* Problem details: Gather up every line from the entries below that uses the word "propeller".

* Data in this exercise:
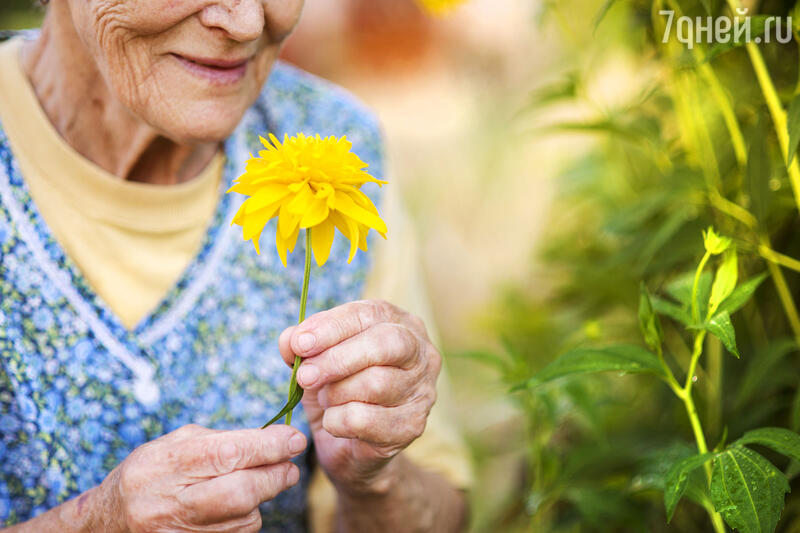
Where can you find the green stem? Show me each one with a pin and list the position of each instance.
(685, 395)
(303, 300)
(697, 274)
(775, 109)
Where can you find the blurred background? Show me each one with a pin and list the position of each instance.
(553, 155)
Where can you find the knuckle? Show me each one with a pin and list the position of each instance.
(377, 383)
(355, 420)
(402, 339)
(368, 312)
(416, 426)
(434, 361)
(274, 481)
(253, 521)
(416, 323)
(239, 502)
(223, 456)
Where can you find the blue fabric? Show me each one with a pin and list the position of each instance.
(78, 392)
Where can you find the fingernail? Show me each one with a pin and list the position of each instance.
(307, 375)
(297, 444)
(306, 341)
(292, 476)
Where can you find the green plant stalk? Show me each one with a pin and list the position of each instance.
(695, 285)
(685, 394)
(775, 109)
(303, 300)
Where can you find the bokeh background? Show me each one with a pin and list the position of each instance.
(553, 154)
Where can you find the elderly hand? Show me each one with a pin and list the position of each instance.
(369, 374)
(198, 479)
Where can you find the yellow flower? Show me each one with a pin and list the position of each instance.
(307, 182)
(440, 7)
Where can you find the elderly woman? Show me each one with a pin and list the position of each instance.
(139, 337)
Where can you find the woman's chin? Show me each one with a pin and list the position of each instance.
(199, 125)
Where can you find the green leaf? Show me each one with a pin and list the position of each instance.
(625, 358)
(715, 243)
(793, 125)
(781, 440)
(725, 280)
(742, 294)
(672, 310)
(747, 490)
(678, 478)
(794, 419)
(648, 320)
(294, 399)
(681, 289)
(721, 327)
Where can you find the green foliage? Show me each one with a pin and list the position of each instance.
(624, 358)
(748, 490)
(779, 439)
(677, 479)
(695, 147)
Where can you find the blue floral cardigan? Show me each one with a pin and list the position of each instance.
(78, 392)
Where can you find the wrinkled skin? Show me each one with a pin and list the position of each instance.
(108, 74)
(369, 372)
(134, 42)
(197, 479)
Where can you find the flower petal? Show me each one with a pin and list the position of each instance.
(348, 207)
(349, 229)
(316, 213)
(322, 240)
(266, 196)
(287, 222)
(283, 244)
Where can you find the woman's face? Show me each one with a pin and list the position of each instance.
(188, 68)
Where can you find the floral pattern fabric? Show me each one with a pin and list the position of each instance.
(78, 391)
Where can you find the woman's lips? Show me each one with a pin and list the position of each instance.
(217, 71)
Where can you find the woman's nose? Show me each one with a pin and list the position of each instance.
(242, 20)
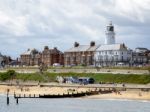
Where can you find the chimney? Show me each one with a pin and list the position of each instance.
(92, 43)
(46, 48)
(76, 44)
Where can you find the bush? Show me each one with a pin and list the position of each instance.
(8, 75)
(11, 73)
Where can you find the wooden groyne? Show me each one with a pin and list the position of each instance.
(64, 95)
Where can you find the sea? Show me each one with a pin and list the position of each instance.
(72, 105)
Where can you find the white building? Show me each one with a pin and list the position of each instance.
(112, 54)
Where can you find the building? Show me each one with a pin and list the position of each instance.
(31, 57)
(47, 57)
(80, 54)
(110, 53)
(52, 56)
(1, 60)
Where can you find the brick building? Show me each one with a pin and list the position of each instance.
(80, 54)
(48, 57)
(31, 57)
(51, 56)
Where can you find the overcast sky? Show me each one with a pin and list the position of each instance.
(35, 23)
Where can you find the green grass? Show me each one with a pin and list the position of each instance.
(99, 77)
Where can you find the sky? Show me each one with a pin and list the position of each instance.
(59, 23)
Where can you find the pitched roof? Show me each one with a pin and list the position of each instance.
(112, 47)
(82, 48)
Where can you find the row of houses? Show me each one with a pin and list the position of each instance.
(108, 54)
(4, 60)
(47, 57)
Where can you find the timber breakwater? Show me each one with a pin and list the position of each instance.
(68, 95)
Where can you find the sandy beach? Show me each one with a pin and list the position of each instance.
(132, 94)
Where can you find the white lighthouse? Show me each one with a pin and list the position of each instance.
(110, 34)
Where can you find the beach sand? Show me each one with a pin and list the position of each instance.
(132, 94)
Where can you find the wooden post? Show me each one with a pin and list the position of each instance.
(7, 96)
(7, 100)
(17, 100)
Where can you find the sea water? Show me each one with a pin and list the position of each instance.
(73, 105)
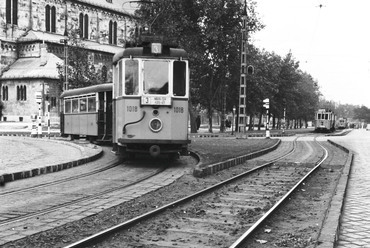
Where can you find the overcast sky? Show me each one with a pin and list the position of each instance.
(332, 42)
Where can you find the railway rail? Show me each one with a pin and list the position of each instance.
(216, 215)
(13, 216)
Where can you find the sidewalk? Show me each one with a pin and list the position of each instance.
(22, 156)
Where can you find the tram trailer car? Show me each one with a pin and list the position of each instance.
(150, 101)
(325, 121)
(87, 112)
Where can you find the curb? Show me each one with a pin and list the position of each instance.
(9, 177)
(213, 168)
(330, 231)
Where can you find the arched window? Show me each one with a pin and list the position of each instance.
(115, 33)
(47, 18)
(104, 73)
(50, 19)
(112, 32)
(5, 93)
(84, 25)
(81, 26)
(18, 93)
(11, 10)
(24, 93)
(86, 28)
(53, 19)
(21, 93)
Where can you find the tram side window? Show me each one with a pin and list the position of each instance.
(179, 78)
(83, 104)
(67, 107)
(91, 104)
(75, 106)
(131, 77)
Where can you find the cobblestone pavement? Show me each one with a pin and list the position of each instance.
(23, 154)
(355, 221)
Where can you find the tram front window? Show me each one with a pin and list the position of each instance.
(179, 78)
(156, 77)
(131, 77)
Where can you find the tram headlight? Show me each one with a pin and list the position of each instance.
(155, 125)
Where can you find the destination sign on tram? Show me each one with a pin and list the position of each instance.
(155, 100)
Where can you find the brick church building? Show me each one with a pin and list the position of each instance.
(31, 45)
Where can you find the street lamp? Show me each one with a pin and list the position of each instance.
(232, 124)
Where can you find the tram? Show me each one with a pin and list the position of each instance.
(87, 112)
(150, 100)
(325, 121)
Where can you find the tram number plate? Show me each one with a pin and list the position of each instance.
(155, 100)
(178, 110)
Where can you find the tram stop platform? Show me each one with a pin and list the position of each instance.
(24, 156)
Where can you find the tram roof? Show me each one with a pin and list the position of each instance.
(144, 52)
(87, 90)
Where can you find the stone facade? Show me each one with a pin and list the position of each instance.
(31, 32)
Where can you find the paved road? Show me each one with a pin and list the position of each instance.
(355, 221)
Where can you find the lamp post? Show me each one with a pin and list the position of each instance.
(232, 124)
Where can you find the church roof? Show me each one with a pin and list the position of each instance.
(120, 6)
(56, 38)
(33, 68)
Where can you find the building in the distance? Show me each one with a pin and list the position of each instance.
(31, 45)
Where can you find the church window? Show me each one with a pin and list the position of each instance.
(112, 32)
(50, 19)
(5, 96)
(84, 25)
(11, 10)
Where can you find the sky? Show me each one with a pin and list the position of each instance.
(331, 42)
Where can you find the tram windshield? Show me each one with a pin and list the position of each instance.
(179, 78)
(156, 77)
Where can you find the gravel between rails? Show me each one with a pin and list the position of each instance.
(61, 236)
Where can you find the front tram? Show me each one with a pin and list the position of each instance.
(150, 98)
(324, 121)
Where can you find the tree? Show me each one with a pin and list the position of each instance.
(80, 68)
(210, 32)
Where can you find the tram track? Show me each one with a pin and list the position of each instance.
(110, 165)
(186, 214)
(18, 216)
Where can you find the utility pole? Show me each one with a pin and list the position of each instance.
(65, 42)
(242, 122)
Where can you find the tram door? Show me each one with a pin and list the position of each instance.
(105, 115)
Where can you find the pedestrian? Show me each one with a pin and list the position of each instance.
(197, 120)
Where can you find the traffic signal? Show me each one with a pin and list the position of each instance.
(250, 70)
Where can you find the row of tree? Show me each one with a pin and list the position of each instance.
(211, 33)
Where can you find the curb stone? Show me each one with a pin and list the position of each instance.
(330, 229)
(8, 177)
(216, 167)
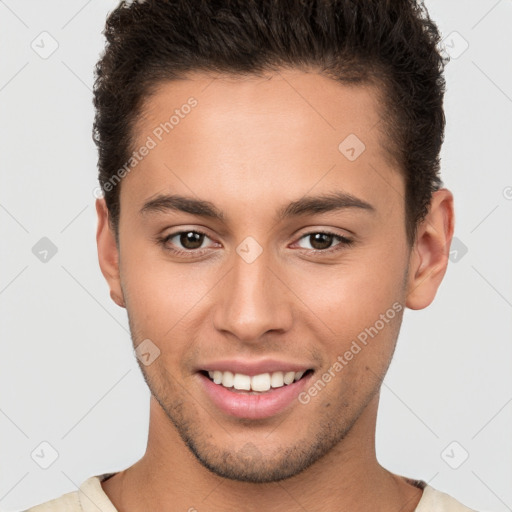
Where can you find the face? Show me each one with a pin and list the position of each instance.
(285, 252)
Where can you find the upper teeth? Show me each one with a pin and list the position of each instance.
(261, 382)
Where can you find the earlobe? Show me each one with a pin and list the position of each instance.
(108, 253)
(429, 256)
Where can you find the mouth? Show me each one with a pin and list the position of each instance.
(254, 396)
(256, 384)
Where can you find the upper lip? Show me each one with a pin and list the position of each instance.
(252, 368)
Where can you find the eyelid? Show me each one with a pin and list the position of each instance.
(344, 241)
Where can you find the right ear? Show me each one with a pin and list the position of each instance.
(108, 253)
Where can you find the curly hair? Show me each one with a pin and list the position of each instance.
(392, 44)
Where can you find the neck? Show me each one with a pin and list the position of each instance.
(349, 478)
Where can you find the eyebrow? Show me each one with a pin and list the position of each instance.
(307, 205)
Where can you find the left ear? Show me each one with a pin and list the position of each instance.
(429, 256)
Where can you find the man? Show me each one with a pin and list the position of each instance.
(271, 206)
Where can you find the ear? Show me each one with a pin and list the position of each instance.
(429, 256)
(108, 253)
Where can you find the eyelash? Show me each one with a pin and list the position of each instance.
(344, 242)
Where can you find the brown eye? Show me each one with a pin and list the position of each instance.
(323, 241)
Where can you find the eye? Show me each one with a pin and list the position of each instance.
(189, 241)
(322, 241)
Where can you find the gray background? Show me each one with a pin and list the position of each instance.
(68, 375)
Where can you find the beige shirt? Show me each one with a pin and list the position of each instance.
(92, 498)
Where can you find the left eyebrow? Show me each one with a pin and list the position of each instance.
(310, 205)
(307, 205)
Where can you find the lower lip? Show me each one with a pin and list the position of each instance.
(263, 405)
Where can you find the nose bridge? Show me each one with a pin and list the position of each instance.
(251, 300)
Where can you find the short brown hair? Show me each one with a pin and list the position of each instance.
(390, 43)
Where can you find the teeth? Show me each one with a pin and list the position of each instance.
(261, 383)
(276, 380)
(242, 382)
(288, 377)
(227, 379)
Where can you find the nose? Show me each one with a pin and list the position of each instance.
(252, 301)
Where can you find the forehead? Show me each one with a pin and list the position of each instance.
(283, 133)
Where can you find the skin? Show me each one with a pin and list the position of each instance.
(250, 147)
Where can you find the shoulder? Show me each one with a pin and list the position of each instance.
(88, 498)
(434, 500)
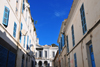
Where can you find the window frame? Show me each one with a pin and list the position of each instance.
(7, 18)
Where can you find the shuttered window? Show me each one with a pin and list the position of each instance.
(24, 41)
(11, 59)
(21, 32)
(6, 16)
(67, 45)
(61, 43)
(6, 55)
(75, 60)
(27, 42)
(83, 19)
(3, 56)
(59, 48)
(63, 40)
(73, 39)
(23, 7)
(14, 30)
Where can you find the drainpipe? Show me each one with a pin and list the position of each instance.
(82, 53)
(19, 32)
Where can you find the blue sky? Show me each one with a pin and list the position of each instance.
(49, 14)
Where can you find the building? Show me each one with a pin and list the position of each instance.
(56, 60)
(44, 55)
(62, 47)
(80, 34)
(17, 35)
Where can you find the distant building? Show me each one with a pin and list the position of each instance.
(44, 55)
(17, 35)
(80, 35)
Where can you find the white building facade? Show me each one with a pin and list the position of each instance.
(17, 35)
(44, 55)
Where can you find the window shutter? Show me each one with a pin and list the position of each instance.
(14, 30)
(11, 59)
(6, 16)
(75, 60)
(3, 56)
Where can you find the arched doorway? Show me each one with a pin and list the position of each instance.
(40, 63)
(45, 63)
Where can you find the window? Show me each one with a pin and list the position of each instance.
(83, 20)
(22, 65)
(68, 62)
(75, 60)
(23, 6)
(67, 45)
(36, 55)
(73, 39)
(63, 40)
(53, 54)
(24, 41)
(45, 54)
(40, 53)
(6, 16)
(14, 30)
(27, 42)
(20, 32)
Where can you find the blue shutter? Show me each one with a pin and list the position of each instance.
(61, 43)
(20, 32)
(67, 45)
(23, 7)
(73, 39)
(3, 56)
(62, 39)
(14, 30)
(22, 65)
(6, 16)
(59, 48)
(24, 41)
(11, 60)
(75, 60)
(83, 20)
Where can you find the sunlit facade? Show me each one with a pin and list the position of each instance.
(79, 37)
(17, 35)
(44, 55)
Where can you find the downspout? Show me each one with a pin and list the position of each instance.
(82, 54)
(19, 32)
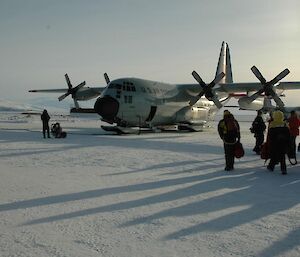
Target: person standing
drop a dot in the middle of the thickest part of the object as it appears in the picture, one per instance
(258, 128)
(294, 124)
(278, 138)
(45, 119)
(229, 132)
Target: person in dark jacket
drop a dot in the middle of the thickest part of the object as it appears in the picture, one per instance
(229, 132)
(45, 119)
(279, 138)
(258, 129)
(294, 124)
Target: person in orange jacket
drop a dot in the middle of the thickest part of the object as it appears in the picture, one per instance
(293, 123)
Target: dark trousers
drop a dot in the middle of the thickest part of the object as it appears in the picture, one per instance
(259, 140)
(46, 129)
(292, 147)
(229, 155)
(275, 159)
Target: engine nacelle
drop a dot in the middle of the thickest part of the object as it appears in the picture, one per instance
(255, 105)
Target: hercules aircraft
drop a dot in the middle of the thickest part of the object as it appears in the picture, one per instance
(132, 102)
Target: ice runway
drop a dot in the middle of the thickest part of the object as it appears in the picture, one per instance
(154, 194)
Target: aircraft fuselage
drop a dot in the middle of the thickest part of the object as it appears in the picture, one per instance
(139, 102)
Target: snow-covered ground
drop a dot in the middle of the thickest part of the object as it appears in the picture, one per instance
(154, 194)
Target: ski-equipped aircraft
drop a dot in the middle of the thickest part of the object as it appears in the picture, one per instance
(133, 102)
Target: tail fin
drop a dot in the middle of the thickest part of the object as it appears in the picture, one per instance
(224, 64)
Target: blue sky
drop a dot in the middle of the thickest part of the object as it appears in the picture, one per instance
(160, 40)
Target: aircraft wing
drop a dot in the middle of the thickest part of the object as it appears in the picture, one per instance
(64, 90)
(245, 87)
(60, 90)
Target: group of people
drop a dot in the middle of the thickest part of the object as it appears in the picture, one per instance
(281, 137)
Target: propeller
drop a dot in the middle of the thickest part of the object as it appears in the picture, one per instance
(268, 87)
(207, 89)
(71, 91)
(106, 78)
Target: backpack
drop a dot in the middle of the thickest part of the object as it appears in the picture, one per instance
(239, 150)
(264, 151)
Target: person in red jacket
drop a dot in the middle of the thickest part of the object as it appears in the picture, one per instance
(294, 124)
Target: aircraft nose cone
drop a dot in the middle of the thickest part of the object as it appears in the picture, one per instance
(107, 107)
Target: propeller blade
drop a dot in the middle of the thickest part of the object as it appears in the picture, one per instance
(277, 99)
(280, 76)
(76, 103)
(68, 81)
(198, 78)
(218, 78)
(79, 86)
(106, 78)
(216, 101)
(257, 74)
(62, 97)
(256, 95)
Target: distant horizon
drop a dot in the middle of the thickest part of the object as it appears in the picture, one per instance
(156, 40)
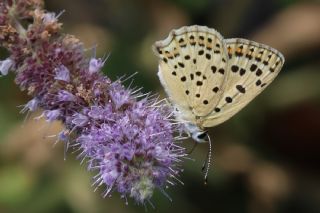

* Expected answer:
Target: propeller
Target: propeller blade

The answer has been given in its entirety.